**WORK INSTRUCTION A:**
Answer these questions from the comment thread on smart devices:
(i) What does one commenter say all the IoTness needs to be?
(ii) What bold move by Google does the edited addition propose?
(iii) Which company might be tied with Google as the most careless to reach its level of success?
**WORK INSTRUCTION B:**
Write the next part of the comment thread on Google's smart devices and their microphones, starting after its final sentence.

**EXCERPT PROVIDED:**
Agreed but we have to consider that it's entirely plausible that we're in the minority in this line of thinking.
The degree of "you should be panicking" around this is annoying to me.
My own position has for long been that all that IoTness needs to be "invisible," or otherwise it turns the thing into an annoying toy:
I've seen people throwing away their smart assistants already. A lot of people get quite surprised that the famed speaker is far more than just a speaker and tries to insert itself into your breakfast conversation. And those annoying, repeated "Internet connection failure," I think a few people threw them out just because of that.
Edited to add: A bold move by Google would be a public announcement that you may return the device for a full refund.
I don't know, it sounds believable. Maybe they put it there "just in case", but didn't want to put it in the list of specifications because it had no software support, and having it there would've mislead customers who could've thought the microphone was functional software-wise.
Let me throw this at you. They shipped hardware with an incomplete spec sheet. Probably by accident. What's the probability that they ship software with incorrect behavior? Like, say, the software on the device? Software which could engage the microphone and send it to a remote server? At their scale, this is possible to mess up, with all of the abstraction layers and number of customers they're dealing with.
Google is the most careless company to ever reach the level of success that they have, possibly tied with Facebook. They need to be slapped, HARD, by some government, or else we'll never see the true institutional change necessary for a company of their power.

**INFORMATION SUPPLIED:**
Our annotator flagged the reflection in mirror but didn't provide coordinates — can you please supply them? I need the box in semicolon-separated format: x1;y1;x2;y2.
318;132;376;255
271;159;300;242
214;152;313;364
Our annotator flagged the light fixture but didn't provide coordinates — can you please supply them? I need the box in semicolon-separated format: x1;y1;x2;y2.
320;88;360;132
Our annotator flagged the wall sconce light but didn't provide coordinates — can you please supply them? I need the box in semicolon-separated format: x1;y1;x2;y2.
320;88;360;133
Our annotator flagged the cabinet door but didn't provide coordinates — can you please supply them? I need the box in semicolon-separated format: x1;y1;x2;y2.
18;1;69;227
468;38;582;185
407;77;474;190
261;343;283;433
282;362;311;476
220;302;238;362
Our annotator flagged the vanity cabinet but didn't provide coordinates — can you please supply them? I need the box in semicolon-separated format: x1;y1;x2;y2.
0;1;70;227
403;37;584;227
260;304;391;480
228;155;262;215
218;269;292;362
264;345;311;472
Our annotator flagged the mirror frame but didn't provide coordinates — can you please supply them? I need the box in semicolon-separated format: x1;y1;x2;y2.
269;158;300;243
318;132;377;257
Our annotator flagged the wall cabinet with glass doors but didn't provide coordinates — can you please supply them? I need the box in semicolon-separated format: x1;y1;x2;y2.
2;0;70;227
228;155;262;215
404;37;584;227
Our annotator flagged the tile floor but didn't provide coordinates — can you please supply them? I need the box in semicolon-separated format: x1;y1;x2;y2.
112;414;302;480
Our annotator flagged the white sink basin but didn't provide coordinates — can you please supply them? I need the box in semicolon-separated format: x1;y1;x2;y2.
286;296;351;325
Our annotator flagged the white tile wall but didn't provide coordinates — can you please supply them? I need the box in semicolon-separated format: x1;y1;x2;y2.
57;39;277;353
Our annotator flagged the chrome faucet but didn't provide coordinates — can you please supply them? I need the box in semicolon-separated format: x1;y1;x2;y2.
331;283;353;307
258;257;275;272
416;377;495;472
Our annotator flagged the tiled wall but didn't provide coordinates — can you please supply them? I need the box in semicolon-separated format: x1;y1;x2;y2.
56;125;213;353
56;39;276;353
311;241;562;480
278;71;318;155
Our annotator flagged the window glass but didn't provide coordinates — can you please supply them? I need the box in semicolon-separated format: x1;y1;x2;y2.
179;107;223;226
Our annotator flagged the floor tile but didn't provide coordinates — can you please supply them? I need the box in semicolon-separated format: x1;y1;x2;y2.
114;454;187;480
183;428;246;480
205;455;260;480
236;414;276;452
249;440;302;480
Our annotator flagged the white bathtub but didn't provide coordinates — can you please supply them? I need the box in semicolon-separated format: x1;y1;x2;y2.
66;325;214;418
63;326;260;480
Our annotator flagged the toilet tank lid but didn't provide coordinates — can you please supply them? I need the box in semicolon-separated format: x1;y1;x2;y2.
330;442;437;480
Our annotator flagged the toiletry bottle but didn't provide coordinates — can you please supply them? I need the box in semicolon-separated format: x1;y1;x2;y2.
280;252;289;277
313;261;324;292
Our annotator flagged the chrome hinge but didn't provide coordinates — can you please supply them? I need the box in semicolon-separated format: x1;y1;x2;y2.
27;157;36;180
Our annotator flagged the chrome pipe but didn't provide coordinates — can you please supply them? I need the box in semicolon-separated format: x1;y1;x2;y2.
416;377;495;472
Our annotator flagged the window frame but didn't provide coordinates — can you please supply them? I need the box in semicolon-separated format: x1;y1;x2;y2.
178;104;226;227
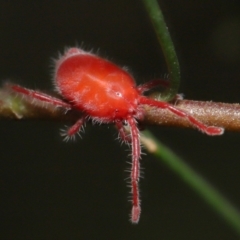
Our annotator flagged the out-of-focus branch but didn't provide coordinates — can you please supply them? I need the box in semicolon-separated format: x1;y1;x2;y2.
0;88;240;131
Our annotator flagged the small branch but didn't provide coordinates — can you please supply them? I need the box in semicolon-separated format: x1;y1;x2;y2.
145;100;240;131
143;0;180;101
0;89;240;131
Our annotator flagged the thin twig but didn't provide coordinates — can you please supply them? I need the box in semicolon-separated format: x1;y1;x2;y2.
0;89;240;131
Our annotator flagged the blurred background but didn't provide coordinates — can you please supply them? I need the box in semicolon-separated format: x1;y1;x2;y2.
0;0;240;240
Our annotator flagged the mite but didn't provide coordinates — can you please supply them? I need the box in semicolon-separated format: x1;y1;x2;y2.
10;48;223;223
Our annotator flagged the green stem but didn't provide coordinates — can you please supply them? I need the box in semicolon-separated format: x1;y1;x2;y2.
143;0;180;101
142;131;240;235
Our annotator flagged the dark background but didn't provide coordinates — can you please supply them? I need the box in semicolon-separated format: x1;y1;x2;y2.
0;0;240;240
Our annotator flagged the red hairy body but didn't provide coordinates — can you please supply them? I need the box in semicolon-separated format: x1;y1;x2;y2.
10;48;223;223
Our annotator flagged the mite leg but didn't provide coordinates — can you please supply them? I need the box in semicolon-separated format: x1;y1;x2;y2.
139;97;224;136
6;84;72;110
127;116;141;223
115;121;132;143
60;116;86;141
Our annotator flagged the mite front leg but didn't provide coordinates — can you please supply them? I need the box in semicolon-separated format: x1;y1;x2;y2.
6;84;72;110
127;116;141;224
60;116;86;142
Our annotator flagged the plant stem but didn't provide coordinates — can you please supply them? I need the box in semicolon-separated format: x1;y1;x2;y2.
143;0;180;101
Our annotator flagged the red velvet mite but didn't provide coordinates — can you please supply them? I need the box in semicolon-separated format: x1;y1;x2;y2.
10;48;224;223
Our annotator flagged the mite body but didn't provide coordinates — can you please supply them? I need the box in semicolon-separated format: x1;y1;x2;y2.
10;48;223;223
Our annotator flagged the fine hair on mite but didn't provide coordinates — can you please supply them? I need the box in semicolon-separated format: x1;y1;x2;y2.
7;47;224;224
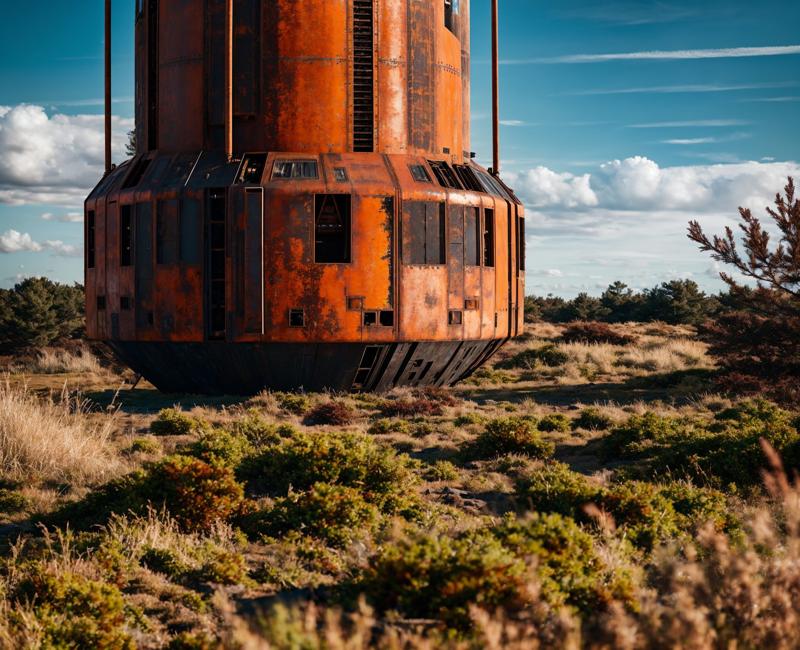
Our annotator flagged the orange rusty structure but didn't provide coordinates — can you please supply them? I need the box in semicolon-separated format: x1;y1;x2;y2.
85;0;525;393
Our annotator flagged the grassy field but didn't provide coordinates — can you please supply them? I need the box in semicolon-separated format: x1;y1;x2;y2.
0;324;800;649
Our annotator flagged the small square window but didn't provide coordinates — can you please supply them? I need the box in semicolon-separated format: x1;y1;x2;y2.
272;160;319;180
410;165;431;183
347;296;364;311
289;309;306;327
237;153;267;185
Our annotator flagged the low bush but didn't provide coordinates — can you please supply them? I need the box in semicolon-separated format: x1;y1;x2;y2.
517;462;738;551
425;460;458;481
497;343;569;370
561;321;636;345
57;456;245;531
356;514;633;631
537;413;572;433
150;408;198;436
0;488;31;515
367;418;411;435
573;406;614;431
127;436;163;454
305;400;356;426
239;431;413;512
275;393;311;415
10;563;136;650
354;531;530;630
188;428;255;467
382;397;444;418
605;400;800;491
467;417;555;458
244;483;379;548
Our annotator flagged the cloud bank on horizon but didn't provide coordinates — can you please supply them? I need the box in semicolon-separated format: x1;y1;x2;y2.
0;0;800;296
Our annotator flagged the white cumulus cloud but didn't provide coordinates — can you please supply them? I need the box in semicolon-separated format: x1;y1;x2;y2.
0;104;133;205
0;229;83;257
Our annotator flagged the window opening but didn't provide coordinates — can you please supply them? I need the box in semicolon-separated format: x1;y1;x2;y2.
428;160;462;190
119;205;133;266
272;160;319;180
483;208;494;267
409;165;431;183
86;210;97;269
464;208;481;266
314;194;351;264
237;153;267;185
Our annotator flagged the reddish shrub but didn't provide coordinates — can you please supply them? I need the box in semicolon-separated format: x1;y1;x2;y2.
383;397;444;418
305;401;356;426
561;321;636;345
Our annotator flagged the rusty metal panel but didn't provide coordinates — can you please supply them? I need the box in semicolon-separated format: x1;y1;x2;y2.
408;0;438;153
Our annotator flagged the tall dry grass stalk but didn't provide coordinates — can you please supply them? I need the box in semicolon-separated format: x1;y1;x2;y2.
27;346;105;375
217;444;800;650
0;379;122;485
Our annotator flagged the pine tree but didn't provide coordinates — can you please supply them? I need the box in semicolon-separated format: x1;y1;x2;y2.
689;178;800;402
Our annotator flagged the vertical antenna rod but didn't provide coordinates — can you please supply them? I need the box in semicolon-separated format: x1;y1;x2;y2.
105;0;111;174
225;0;233;160
492;0;500;176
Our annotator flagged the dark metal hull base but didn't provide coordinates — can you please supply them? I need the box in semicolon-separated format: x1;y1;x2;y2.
108;339;505;395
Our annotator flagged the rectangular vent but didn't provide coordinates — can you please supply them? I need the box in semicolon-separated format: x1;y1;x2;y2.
353;0;375;152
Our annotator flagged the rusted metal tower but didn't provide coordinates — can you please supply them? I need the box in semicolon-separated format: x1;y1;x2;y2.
85;0;525;393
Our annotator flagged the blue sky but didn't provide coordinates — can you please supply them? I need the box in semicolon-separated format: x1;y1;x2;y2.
0;0;800;296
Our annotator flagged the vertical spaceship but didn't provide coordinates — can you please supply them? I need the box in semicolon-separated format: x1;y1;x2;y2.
85;0;525;394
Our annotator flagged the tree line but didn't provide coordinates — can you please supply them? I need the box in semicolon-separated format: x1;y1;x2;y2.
525;280;730;325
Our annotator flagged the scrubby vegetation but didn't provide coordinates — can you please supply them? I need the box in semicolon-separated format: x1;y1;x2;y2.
0;266;800;650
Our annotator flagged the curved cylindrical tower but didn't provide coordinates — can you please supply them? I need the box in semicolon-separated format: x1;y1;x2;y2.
86;0;524;393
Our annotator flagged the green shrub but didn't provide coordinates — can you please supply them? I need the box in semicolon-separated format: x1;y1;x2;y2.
150;408;197;436
471;417;555;458
189;428;254;467
497;343;569;370
453;413;486;427
245;483;379;548
355;531;529;630
57;456;245;531
383;397;446;418
573;406;614;431
275;393;311;415
605;400;800;491
229;409;286;449
0;488;31;515
305;401;356;426
367;418;411;435
492;513;634;614
151;456;244;531
240;431;413;512
14;565;136;650
538;413;572;433
356;514;633;631
128;437;162;454
425;460;458;481
517;462;739;550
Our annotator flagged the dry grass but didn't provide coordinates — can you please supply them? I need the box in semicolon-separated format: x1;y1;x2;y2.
0;380;121;485
27;346;105;375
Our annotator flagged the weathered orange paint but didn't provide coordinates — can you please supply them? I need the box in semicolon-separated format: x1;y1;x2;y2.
86;0;524;392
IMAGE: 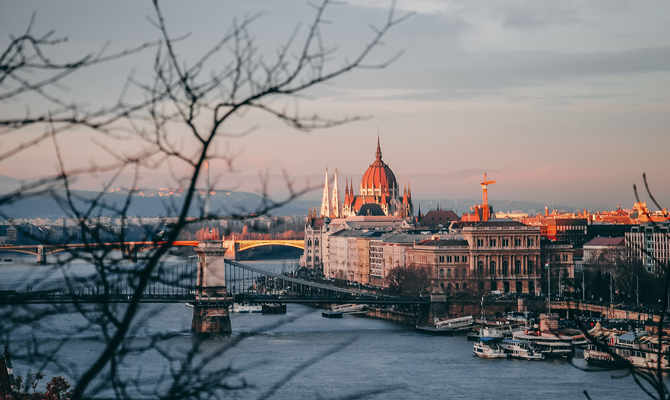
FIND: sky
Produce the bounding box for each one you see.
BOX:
[0,0,670,211]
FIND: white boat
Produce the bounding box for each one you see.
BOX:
[472,338,507,358]
[514,332,575,357]
[500,339,544,361]
[416,316,474,336]
[233,303,263,314]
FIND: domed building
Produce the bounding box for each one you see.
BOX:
[321,138,414,218]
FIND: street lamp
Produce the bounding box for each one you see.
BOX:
[635,275,640,307]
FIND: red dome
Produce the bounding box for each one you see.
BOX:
[361,138,398,195]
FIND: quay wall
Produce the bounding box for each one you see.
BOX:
[365,307,419,326]
[551,301,661,322]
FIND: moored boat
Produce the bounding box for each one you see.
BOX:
[501,339,544,361]
[584,343,625,368]
[472,337,507,358]
[232,303,263,314]
[514,332,575,357]
[321,310,342,318]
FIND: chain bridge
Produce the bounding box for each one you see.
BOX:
[0,241,438,333]
[0,239,305,264]
[0,240,199,264]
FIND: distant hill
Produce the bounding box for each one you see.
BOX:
[1,191,307,219]
[0,175,575,219]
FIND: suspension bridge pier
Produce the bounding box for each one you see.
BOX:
[37,244,47,264]
[419,293,449,325]
[191,240,232,334]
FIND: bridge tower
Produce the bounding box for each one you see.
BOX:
[191,240,232,334]
[37,244,47,264]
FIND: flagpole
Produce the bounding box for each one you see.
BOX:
[547,258,551,314]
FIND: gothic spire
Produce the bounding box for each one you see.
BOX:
[330,168,342,218]
[375,131,382,161]
[321,168,330,218]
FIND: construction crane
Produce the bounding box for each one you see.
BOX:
[482,173,496,221]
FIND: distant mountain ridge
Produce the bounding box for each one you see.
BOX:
[0,175,576,219]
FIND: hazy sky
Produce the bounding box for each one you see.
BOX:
[0,0,670,209]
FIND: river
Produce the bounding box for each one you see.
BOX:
[0,261,656,400]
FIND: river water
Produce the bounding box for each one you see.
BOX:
[0,259,656,399]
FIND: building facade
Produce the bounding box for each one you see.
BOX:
[626,222,670,274]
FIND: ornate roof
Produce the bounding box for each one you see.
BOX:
[361,138,398,193]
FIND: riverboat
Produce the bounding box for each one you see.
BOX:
[472,337,507,358]
[500,339,544,361]
[321,310,342,318]
[514,332,575,357]
[416,316,475,336]
[232,303,263,314]
[584,343,625,368]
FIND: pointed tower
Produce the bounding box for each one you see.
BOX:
[330,168,342,218]
[321,168,330,218]
[407,182,414,216]
[344,179,351,208]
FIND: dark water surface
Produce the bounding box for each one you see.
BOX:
[0,261,644,399]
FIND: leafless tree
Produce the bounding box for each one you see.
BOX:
[575,174,670,400]
[0,0,408,399]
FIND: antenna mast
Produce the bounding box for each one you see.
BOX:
[205,161,210,217]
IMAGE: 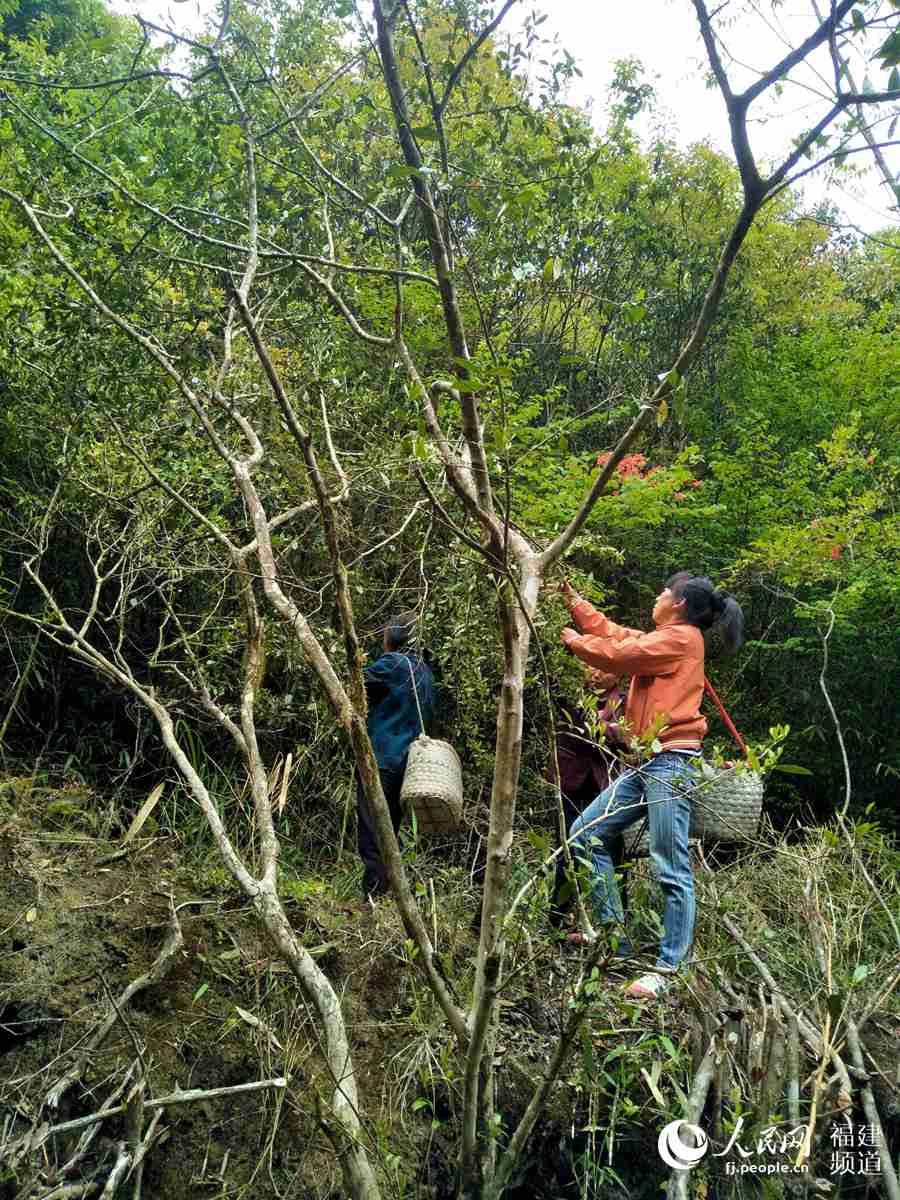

**RESPONSE A:**
(i) "Invisible," or otherwise it turns the thing into an annoying toy.
(ii) A public announcement that people may return the device for a full refund.
(iii) Facebook.

**RESPONSE B:**
To be clear, I don't know exactly what chips modern electronics contain that we will worry about in a couple years, but all of the above seem like plausible things.
I don’t think Google deserves the benefit of the doubt anymore: these untruths happen with every product, and they’re always in Google’s favor. There’s a consistent pattern of Google specifications, documentation, etc being knowingly untrue.
The only “error” is Google got caught deceiving people, again.
YouTube, GMail, Google search, Google Docs, Google Drive, Google ads (both selling and buying), and GCP.
To me, that seems like every core product they offer, and so a little hyperbole is appropriate when calling out the misconduct of a gigacrime syndicate.
It is, however, very HN to say I was too hyperbolic and mean to the gigacrime supyndicate.
 I mean this in the technical sense — I believe YouTube has committed over 1 billion acts of copyright infringement for profit, given that Google’s editorializing removes their safe harbor coverage. I believe other parts of Alphabet have similarly engaged in “scaled petty crime”.
Edit to footnote: I do want to say, I don’t think Google is unique in this category — and it should be taken partly as a criticism of corporate governance (particularly American), rather than Google in particular, that any business is allowed to operate that way.
It’s easy enough to Google literally any of them and read substantial numbers of articles on their practices:
For example, AdWords misrepresents clicks by slow rolling fraud mitigation and Google is quite deceptive about what various statistical measures and advertising practices actually deliver.
As another, YouTube has a quasi-DMCA process while feigning that it’s a safe harbor purveyor of information, while in fact maintaining an editorialized anthology. This quasi-DMCA process is frequently used to steal ad revenue from creators through acts of fraud which Google’s automated systems and lack of human support (intentionally) don’t mitigate.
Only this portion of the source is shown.